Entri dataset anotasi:

····················

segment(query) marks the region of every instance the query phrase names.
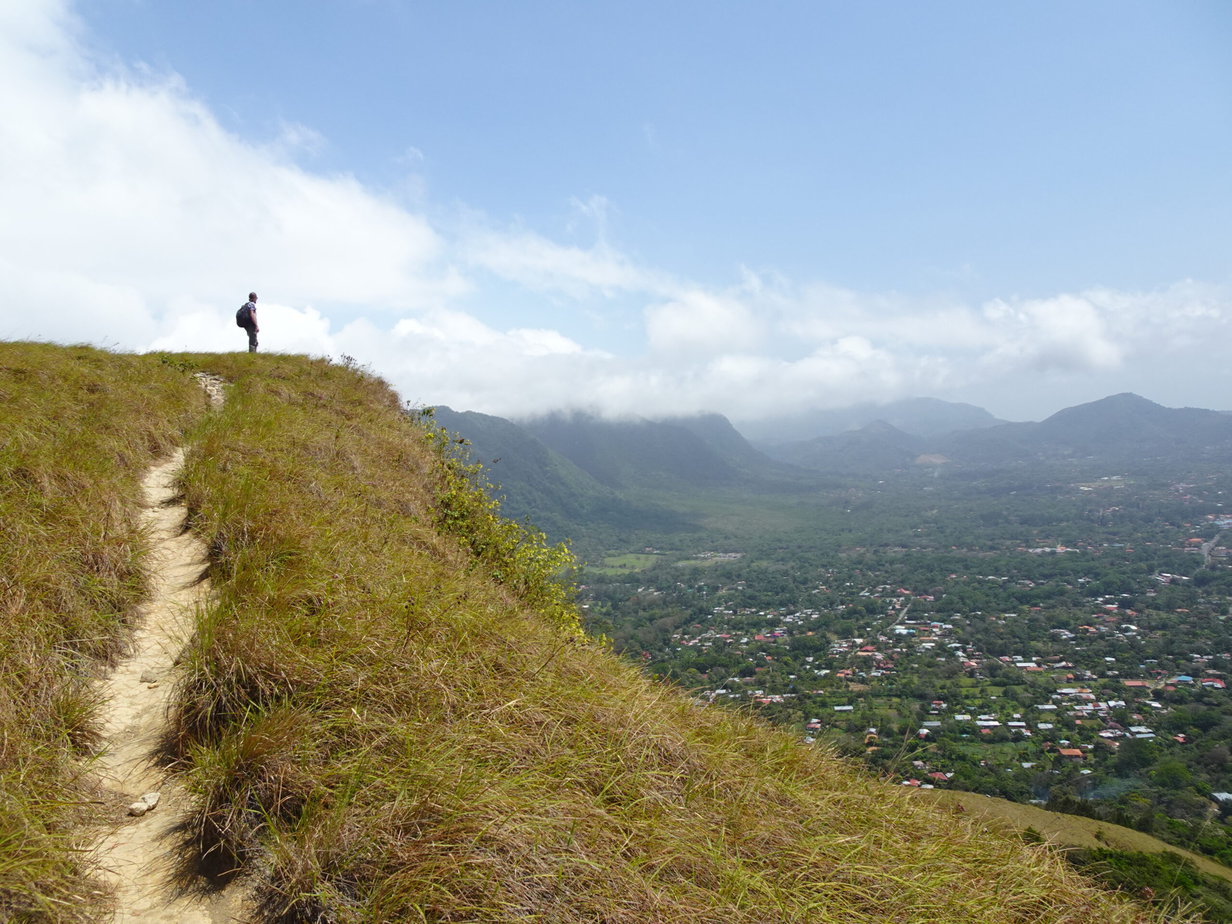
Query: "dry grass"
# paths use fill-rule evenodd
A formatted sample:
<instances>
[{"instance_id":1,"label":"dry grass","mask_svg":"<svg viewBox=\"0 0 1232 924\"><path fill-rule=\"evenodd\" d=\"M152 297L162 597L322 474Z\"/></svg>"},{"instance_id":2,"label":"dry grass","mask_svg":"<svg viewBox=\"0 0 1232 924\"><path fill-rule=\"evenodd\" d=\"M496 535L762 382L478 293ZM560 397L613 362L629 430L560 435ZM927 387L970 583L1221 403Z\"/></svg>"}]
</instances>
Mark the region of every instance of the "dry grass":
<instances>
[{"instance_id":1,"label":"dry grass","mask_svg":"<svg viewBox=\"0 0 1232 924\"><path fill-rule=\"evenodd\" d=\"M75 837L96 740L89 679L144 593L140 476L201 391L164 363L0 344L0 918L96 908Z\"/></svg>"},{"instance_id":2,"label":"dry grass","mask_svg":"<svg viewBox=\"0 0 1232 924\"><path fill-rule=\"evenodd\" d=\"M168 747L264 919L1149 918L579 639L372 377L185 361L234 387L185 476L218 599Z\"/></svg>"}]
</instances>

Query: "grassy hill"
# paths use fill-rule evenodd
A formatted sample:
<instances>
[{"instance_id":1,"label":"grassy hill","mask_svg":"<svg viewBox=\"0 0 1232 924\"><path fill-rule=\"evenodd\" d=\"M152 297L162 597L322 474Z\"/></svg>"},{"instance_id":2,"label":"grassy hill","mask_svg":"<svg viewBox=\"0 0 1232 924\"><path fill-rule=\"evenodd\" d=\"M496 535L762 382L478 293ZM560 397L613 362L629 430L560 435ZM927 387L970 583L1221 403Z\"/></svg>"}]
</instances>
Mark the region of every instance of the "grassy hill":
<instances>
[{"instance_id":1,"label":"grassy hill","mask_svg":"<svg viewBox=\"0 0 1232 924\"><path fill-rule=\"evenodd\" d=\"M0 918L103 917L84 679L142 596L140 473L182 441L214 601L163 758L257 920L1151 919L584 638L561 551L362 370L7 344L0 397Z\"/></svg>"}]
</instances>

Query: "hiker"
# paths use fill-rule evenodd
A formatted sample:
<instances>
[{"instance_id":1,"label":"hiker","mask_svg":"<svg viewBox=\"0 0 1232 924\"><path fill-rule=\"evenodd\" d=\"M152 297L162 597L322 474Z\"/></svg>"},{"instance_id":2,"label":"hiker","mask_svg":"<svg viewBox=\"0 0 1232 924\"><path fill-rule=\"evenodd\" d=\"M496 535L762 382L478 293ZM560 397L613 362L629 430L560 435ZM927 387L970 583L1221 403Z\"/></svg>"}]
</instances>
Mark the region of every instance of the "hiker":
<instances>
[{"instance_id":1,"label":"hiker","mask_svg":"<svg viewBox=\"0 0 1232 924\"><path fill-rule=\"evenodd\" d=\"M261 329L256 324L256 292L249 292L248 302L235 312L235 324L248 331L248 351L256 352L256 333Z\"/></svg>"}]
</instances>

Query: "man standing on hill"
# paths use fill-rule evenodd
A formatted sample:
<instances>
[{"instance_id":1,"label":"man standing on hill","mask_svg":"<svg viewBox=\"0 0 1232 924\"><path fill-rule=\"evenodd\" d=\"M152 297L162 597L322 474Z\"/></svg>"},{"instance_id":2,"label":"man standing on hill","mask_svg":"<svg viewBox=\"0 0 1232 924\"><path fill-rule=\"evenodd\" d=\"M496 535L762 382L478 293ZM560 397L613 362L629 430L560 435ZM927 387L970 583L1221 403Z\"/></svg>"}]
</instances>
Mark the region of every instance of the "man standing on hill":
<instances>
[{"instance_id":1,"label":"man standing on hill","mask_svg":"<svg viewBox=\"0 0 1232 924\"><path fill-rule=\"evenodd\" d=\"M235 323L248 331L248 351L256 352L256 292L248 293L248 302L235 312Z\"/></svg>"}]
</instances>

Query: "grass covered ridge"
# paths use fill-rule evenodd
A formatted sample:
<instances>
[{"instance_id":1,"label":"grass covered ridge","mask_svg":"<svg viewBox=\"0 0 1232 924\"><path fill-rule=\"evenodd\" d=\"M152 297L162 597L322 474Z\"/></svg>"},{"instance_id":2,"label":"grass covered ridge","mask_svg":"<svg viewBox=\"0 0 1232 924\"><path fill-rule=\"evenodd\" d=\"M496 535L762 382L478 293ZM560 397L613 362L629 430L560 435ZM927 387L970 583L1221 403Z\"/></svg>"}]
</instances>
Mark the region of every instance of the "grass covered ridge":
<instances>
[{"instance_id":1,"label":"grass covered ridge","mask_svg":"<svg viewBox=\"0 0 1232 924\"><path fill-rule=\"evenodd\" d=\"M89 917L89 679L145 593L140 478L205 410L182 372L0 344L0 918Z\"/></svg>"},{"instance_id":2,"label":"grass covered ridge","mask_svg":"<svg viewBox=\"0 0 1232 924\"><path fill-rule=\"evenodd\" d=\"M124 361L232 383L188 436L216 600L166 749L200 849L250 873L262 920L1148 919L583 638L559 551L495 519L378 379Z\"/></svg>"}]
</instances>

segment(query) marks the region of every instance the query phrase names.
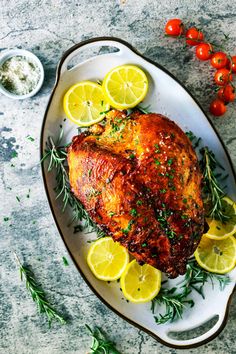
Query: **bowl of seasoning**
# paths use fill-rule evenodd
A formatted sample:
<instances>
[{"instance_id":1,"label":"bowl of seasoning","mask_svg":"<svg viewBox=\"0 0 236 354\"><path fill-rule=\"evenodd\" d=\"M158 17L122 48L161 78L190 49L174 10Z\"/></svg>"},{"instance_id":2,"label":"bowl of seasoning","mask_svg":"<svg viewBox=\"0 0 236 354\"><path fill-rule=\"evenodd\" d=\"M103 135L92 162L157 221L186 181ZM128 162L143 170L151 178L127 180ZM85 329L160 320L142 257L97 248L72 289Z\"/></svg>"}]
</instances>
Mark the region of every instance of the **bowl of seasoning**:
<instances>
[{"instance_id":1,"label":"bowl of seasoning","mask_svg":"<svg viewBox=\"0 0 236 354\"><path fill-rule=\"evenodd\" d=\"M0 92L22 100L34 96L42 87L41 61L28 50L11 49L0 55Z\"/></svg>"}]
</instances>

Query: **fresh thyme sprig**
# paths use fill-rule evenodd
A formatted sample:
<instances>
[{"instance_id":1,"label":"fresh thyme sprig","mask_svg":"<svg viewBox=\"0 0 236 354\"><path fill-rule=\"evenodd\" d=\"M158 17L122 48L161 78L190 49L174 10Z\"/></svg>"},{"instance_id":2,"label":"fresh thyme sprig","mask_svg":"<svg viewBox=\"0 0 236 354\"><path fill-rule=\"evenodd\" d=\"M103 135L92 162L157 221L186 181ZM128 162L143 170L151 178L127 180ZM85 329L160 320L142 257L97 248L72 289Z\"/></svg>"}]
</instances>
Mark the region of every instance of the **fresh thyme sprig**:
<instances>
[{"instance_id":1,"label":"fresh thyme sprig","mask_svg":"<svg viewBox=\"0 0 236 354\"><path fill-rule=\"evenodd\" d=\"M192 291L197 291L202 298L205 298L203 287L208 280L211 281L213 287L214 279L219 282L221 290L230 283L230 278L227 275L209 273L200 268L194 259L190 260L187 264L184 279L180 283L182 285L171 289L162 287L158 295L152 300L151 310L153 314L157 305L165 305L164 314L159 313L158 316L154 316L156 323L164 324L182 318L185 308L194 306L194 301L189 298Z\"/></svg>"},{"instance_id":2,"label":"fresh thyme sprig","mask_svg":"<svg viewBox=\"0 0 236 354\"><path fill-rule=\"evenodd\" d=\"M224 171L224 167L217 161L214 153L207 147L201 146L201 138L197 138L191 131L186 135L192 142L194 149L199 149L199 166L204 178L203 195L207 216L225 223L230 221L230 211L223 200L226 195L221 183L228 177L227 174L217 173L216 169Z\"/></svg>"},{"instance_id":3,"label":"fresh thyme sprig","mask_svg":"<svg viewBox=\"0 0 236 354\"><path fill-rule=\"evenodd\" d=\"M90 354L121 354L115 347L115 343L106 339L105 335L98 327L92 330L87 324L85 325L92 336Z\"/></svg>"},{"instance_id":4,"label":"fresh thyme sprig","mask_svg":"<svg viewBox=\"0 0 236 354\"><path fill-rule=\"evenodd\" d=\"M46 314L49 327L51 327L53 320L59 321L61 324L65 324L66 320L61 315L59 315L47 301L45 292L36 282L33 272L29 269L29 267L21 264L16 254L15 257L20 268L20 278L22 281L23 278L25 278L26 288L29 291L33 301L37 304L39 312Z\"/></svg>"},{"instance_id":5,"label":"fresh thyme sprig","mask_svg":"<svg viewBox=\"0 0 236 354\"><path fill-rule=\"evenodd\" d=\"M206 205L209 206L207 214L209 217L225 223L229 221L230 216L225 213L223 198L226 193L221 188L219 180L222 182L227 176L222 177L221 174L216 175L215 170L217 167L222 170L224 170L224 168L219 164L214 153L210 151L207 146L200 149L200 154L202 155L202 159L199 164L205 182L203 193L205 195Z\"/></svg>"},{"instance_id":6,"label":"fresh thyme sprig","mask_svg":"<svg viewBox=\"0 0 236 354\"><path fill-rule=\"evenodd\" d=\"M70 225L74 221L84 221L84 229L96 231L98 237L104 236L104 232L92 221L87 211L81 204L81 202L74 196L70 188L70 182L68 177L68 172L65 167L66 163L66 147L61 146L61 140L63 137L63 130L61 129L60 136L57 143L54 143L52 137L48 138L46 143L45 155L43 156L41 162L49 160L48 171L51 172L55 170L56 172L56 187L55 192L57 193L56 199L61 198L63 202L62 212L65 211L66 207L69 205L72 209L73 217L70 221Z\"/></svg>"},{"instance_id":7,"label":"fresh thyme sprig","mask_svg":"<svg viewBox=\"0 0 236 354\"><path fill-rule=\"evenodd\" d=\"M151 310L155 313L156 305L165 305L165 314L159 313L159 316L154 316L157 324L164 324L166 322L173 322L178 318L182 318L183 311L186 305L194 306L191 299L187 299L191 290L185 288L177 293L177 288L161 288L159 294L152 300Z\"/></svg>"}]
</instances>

····················

## RINCIAN TUGAS
Pilih setiap baris di atas yang memuat kata "hiker", dengan membedakan huruf besar dan huruf kecil.

## PENYELESAIAN
Query: "hiker"
[{"instance_id":1,"label":"hiker","mask_svg":"<svg viewBox=\"0 0 1232 924\"><path fill-rule=\"evenodd\" d=\"M152 297L162 597L322 474Z\"/></svg>"},{"instance_id":2,"label":"hiker","mask_svg":"<svg viewBox=\"0 0 1232 924\"><path fill-rule=\"evenodd\" d=\"M496 535L762 382L478 293ZM560 397L613 362L629 430L560 435ZM927 387L970 583L1221 403Z\"/></svg>"}]
Mark the region of every instance of the "hiker":
[{"instance_id":1,"label":"hiker","mask_svg":"<svg viewBox=\"0 0 1232 924\"><path fill-rule=\"evenodd\" d=\"M261 329L256 324L256 292L249 292L248 302L235 312L235 324L248 331L248 351L256 352L256 333Z\"/></svg>"}]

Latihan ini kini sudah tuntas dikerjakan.